**Short task**
Copy the listing below word for word, starting at the line containing "as [[399, 25]]." and ending at the line containing "[[438, 54]]", with both of those lines included.

**Given records**
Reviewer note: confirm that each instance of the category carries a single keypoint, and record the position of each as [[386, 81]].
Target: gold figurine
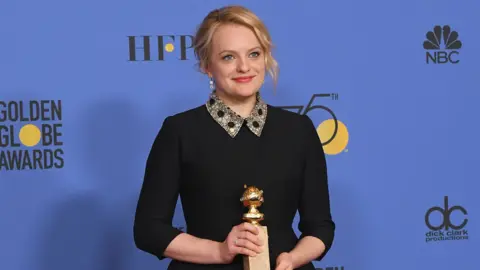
[[253, 198]]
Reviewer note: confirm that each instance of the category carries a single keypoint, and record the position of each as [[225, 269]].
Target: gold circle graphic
[[325, 131], [29, 135]]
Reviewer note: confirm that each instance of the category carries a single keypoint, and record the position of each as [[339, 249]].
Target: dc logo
[[446, 214]]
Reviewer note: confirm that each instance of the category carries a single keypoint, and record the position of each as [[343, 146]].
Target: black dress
[[207, 154]]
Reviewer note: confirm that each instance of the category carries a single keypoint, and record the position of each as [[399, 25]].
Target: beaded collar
[[231, 122]]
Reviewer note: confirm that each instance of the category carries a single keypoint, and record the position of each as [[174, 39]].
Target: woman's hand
[[242, 239]]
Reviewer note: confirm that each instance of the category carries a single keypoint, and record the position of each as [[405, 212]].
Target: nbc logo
[[438, 54]]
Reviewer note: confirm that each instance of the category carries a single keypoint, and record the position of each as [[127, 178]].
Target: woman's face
[[237, 61]]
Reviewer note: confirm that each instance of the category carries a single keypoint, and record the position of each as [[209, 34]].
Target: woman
[[207, 154]]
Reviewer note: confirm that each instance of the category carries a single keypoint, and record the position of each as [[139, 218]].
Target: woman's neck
[[242, 106]]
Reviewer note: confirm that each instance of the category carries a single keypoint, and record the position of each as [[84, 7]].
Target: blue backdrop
[[80, 106]]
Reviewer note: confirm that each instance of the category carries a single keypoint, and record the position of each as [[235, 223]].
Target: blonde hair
[[233, 15]]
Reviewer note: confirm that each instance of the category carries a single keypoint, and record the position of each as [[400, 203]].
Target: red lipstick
[[243, 79]]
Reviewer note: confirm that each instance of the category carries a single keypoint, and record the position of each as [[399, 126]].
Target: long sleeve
[[314, 210], [153, 230]]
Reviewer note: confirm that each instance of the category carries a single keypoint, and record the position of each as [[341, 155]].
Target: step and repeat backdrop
[[393, 87]]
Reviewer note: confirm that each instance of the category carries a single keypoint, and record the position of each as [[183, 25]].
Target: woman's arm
[[153, 230], [316, 224]]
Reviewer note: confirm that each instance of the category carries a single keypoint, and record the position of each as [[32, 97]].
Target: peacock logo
[[444, 43]]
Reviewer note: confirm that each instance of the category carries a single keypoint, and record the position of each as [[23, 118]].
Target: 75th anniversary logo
[[332, 132]]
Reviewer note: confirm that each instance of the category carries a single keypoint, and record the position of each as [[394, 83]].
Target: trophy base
[[262, 260]]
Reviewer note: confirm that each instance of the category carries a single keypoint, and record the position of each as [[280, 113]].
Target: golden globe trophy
[[253, 198]]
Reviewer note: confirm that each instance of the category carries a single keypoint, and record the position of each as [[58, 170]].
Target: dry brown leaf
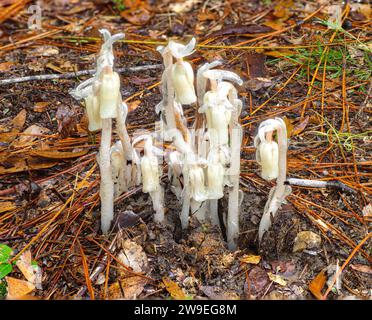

**In response**
Reviewer note: confirm that each instance of the category carries a single keypoint, and record the position of each as [[399, 25]].
Target: beaded collar
[[231, 122]]
Reviewer note: confirm that each instance of the category carries a single keypoint, and record the position of each as [[174, 39]].
Target: woman's hand
[[242, 239]]
Reviewer note: confirm that each instance of the category carries a single keypoint, and record the position of each as [[405, 212]].
Target: nbc logo
[[438, 54]]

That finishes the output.